(Stored dataset items)
··········
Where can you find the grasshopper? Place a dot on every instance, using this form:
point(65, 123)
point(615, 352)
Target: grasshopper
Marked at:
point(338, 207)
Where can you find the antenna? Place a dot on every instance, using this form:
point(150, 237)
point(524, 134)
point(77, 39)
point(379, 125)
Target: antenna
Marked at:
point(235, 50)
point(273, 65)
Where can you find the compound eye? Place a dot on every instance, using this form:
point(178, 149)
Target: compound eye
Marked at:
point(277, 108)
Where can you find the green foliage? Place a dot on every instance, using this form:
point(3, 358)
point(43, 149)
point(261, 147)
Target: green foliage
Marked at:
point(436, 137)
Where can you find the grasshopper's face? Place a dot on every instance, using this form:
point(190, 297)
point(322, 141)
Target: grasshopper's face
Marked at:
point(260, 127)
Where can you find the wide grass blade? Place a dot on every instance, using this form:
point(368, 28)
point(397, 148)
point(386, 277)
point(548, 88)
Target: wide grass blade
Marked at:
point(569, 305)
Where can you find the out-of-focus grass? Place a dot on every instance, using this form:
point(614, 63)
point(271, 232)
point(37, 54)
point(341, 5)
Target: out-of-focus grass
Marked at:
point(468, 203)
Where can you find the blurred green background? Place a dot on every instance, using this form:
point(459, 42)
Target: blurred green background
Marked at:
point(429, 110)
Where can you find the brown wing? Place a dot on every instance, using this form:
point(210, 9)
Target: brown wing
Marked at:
··········
Beginning with the first line and ending with the last, restate the data word for word.

→ ANSWER SECTION
Where can you find the grasshopper? Place a dot on every instance, using this form:
point(65, 123)
point(615, 352)
Target: grasshopper
Marked at:
point(338, 207)
Where can you find the antenna? Place a dot on every instance, using this form:
point(150, 237)
point(524, 134)
point(77, 39)
point(379, 125)
Target: antenna
Marked at:
point(235, 50)
point(273, 65)
Where can you find the compound eye? Place a dot on every instance, using this form:
point(178, 149)
Target: compound eye
Marked at:
point(277, 108)
Where can you find the green foliage? Place a dot on every instance, using this form:
point(3, 358)
point(43, 149)
point(261, 147)
Target: green foliage
Marked at:
point(436, 137)
Where can you find the grasshopper's face? Place a dot on every instance, using this form:
point(190, 297)
point(322, 141)
Target: grasshopper's face
Marked at:
point(260, 127)
Where can you find the wide grass blade? Place a dot on every instance, using this form:
point(368, 28)
point(397, 148)
point(386, 277)
point(548, 88)
Target: wide grass blade
Marked at:
point(569, 305)
Where can you find the out-of-focus grass? Place a dot on every instance, using this form:
point(614, 63)
point(271, 232)
point(37, 54)
point(341, 5)
Target: out-of-focus grass
Marked at:
point(468, 203)
Where can you find the blurred green background? Place a dot on every instance, using this form:
point(459, 42)
Target: blurred green background
Marked at:
point(429, 110)
Where can you find the brown wing? Place a dot on every instance, using this form:
point(210, 9)
Target: brown wing
Marked at:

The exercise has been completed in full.